■ **ASSIGNED TASK**
Each of the entries should be output exactly, with nothing left out.

= = = =

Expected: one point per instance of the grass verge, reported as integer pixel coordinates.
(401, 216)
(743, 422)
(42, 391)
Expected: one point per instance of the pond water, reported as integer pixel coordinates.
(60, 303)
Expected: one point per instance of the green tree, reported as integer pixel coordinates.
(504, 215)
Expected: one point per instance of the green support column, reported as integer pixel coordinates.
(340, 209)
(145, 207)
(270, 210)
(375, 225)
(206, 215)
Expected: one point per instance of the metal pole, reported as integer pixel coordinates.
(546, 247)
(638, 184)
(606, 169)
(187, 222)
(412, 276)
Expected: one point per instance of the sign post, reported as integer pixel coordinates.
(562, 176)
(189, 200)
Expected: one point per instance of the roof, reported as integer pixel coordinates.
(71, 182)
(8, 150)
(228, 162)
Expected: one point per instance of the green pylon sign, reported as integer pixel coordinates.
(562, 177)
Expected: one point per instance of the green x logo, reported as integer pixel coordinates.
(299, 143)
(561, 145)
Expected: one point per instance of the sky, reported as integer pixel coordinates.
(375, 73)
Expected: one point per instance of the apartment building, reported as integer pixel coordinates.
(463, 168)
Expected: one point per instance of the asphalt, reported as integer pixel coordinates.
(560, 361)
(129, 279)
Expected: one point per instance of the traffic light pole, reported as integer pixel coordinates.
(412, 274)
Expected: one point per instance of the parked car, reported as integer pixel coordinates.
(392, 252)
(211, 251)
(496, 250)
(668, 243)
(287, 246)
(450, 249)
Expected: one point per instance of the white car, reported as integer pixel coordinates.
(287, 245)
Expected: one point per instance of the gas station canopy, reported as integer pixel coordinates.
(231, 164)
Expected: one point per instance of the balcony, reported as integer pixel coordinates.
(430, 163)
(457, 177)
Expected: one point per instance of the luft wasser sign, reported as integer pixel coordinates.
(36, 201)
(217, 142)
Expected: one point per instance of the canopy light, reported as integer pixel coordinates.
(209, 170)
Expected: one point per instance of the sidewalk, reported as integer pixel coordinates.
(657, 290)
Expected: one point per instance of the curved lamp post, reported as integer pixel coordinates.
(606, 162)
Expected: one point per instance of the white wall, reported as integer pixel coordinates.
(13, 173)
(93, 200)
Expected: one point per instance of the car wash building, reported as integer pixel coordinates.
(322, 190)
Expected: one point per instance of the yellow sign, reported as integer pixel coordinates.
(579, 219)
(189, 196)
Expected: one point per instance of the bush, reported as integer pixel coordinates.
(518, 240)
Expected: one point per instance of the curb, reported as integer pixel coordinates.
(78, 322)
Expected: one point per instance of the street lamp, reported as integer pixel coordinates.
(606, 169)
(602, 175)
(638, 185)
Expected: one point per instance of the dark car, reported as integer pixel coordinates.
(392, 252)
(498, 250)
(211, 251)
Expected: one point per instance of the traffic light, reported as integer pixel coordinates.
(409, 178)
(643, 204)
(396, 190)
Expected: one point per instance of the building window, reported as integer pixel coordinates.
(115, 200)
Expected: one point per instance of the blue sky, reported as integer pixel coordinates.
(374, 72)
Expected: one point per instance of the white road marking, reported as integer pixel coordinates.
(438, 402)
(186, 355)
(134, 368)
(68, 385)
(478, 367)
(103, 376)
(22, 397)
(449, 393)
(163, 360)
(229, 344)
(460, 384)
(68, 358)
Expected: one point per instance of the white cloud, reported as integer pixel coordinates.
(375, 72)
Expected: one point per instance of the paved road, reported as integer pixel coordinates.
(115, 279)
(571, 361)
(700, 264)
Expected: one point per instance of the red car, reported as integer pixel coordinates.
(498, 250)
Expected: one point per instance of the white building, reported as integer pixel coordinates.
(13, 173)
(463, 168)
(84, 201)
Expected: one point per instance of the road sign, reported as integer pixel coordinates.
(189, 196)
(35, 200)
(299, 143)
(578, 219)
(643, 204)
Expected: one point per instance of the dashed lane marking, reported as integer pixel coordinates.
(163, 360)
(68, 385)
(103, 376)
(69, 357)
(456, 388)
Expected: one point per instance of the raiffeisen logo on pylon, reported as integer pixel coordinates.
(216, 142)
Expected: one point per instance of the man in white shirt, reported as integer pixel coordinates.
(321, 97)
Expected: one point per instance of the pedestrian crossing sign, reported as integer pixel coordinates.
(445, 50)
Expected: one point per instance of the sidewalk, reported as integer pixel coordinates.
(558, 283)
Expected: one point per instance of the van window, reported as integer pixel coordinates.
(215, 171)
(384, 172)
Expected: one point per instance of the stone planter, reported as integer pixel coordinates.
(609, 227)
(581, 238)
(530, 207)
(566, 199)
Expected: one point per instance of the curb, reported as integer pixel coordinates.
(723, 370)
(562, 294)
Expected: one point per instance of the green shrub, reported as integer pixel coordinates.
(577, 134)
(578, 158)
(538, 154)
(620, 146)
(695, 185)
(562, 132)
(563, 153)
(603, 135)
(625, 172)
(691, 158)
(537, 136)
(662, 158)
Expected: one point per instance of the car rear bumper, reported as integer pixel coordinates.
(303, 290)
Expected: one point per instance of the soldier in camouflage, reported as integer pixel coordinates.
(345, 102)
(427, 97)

= = = =

■ **YOUR SOLUTION**
Expected: one point per instance of the grass verge, reported as integer pixel coordinates.
(401, 216)
(743, 422)
(42, 391)
Expected: one point per instance of the pond water, reported as integer pixel coordinates.
(60, 303)
Expected: one point per instance of the green tree, reported as integer pixel coordinates.
(504, 215)
Expected: one point per instance of the green support column, reported as integer pixel coordinates.
(340, 209)
(145, 207)
(270, 210)
(375, 225)
(206, 215)
Expected: one point per instance of the metal pole, reported as integer pixel coordinates.
(546, 247)
(638, 184)
(606, 169)
(187, 222)
(412, 276)
Expected: one point per instance of the sign post, reported as integer pixel coordinates.
(562, 176)
(189, 200)
Expected: one point per instance of the roof, reported as integer pixel coordinates.
(71, 182)
(8, 150)
(228, 162)
Expected: one point per instance of the green pylon sign, reported as integer pixel coordinates.
(562, 177)
Expected: one point per instance of the green x logo, reported as integer pixel coordinates.
(299, 143)
(561, 145)
Expected: one point per instance of the sky, reported as integer pixel coordinates.
(375, 73)
Expected: one point per instance of the apartment building, reported as integer pixel coordinates.
(463, 168)
Expected: one point per instance of the asphalt, reported as integer pixel coordinates.
(560, 361)
(129, 279)
Expected: one point per instance of the traffic light pole, reported as integer pixel coordinates.
(412, 274)
Expected: one point per instance of the parked car, reported as integer pixel coordinates.
(392, 252)
(211, 251)
(496, 250)
(668, 243)
(287, 246)
(450, 249)
Expected: one point per instance of the white car, reported as integer pixel coordinates.
(287, 245)
Expected: one point per instance of the gas station canopy, reported as integer pixel coordinates.
(231, 164)
Expected: one point per instance of the balcony, reported as integer pixel coordinates.
(430, 163)
(457, 177)
Expected: one point per instance of the luft wasser sign, reported as integer pixel coordinates.
(36, 201)
(217, 142)
Expected: one point per instance of the canopy light, reported as integer pixel coordinates.
(209, 170)
Expected: one point per instance of the sidewalk, reported as integer pixel coordinates.
(657, 290)
Expected: one point per instance of the curved lamp post, reported as integer pixel coordinates.
(606, 162)
Expected: one point per instance of the white wall, reported as integer pixel coordinates.
(13, 173)
(93, 200)
Expected: one point per instance of the car wash building, reported as integer pixel coordinates.
(322, 190)
Expected: one point per instance of the yellow sign, reported as integer pixel coordinates.
(579, 219)
(189, 196)
Expected: one point per instance of the bush, reported as integer pixel coordinates.
(518, 240)
Expected: one point per instance of the curb, reported as integer pixel coordinates.
(78, 322)
Expected: one point per instance of the street lamp, reported as integer pixel coordinates.
(606, 169)
(602, 175)
(638, 185)
Expected: one point per instance of the dark car, reported as integer pixel coordinates.
(392, 252)
(498, 250)
(211, 251)
Expected: one point per instance of the traffic light, reported as integer pixel coordinates.
(409, 178)
(643, 204)
(396, 190)
Expected: one point per instance of the building window, reported as integer pixel coordinates.
(115, 200)
Expected: one point per instance of the blue sky, reported as integer pixel coordinates.
(374, 72)
Expected: one point per instance of the white road marking, reported as integer pixel coordinates.
(438, 402)
(186, 355)
(134, 368)
(68, 385)
(478, 367)
(103, 376)
(22, 397)
(449, 393)
(163, 360)
(229, 344)
(460, 384)
(68, 358)
Expected: one point per instance of the white cloud, reported as integer pixel coordinates.
(375, 72)
Expected: one point per instance of the paved road, reported as integer pixel coordinates.
(115, 279)
(571, 361)
(700, 264)
Expected: one point per instance of the red car, reported as integer pixel coordinates.
(498, 250)
Expected: one point per instance of the white building, reported as integer pixel coordinates.
(13, 173)
(463, 168)
(84, 201)
Expected: one point per instance of the road sign, reported as integer pixel coordinates.
(189, 196)
(35, 200)
(299, 143)
(578, 219)
(643, 204)
Expected: one point per instance of the dashed lane marking, reported as integer pixel coordinates.
(163, 360)
(68, 385)
(103, 376)
(69, 357)
(456, 388)
Expected: one point per instance of the raiffeisen logo on pylon, reported as integer pixel coordinates.
(216, 142)
Expected: one point per instance of the man in white shirt, reported as integer pixel coordinates.
(321, 97)
Expected: one point per instance of the pedestrian crossing sign, reported as integer pixel coordinates.
(445, 50)
Expected: one point per instance of the sidewalk, reported as integer pixel coordinates.
(558, 283)
Expected: one point per instance of the van window, reported as integer pixel coordinates.
(215, 171)
(384, 172)
Expected: one point per instance of the stone planter, reported as integer pixel coordinates.
(609, 227)
(581, 238)
(530, 207)
(566, 199)
Expected: one point per instance of the curb, reported as integer pixel coordinates.
(723, 370)
(562, 294)
Expected: one point per instance of the green shrub, reported as integer pixel coordinates.
(577, 134)
(578, 158)
(538, 154)
(620, 146)
(695, 185)
(562, 132)
(563, 153)
(603, 135)
(625, 172)
(691, 158)
(537, 136)
(662, 158)
Expected: one point per instance of the car rear bumper, reported as integer pixel coordinates.
(303, 290)
Expected: one point per instance of the soldier in camouflage, reported as integer pixel coordinates.
(345, 102)
(427, 97)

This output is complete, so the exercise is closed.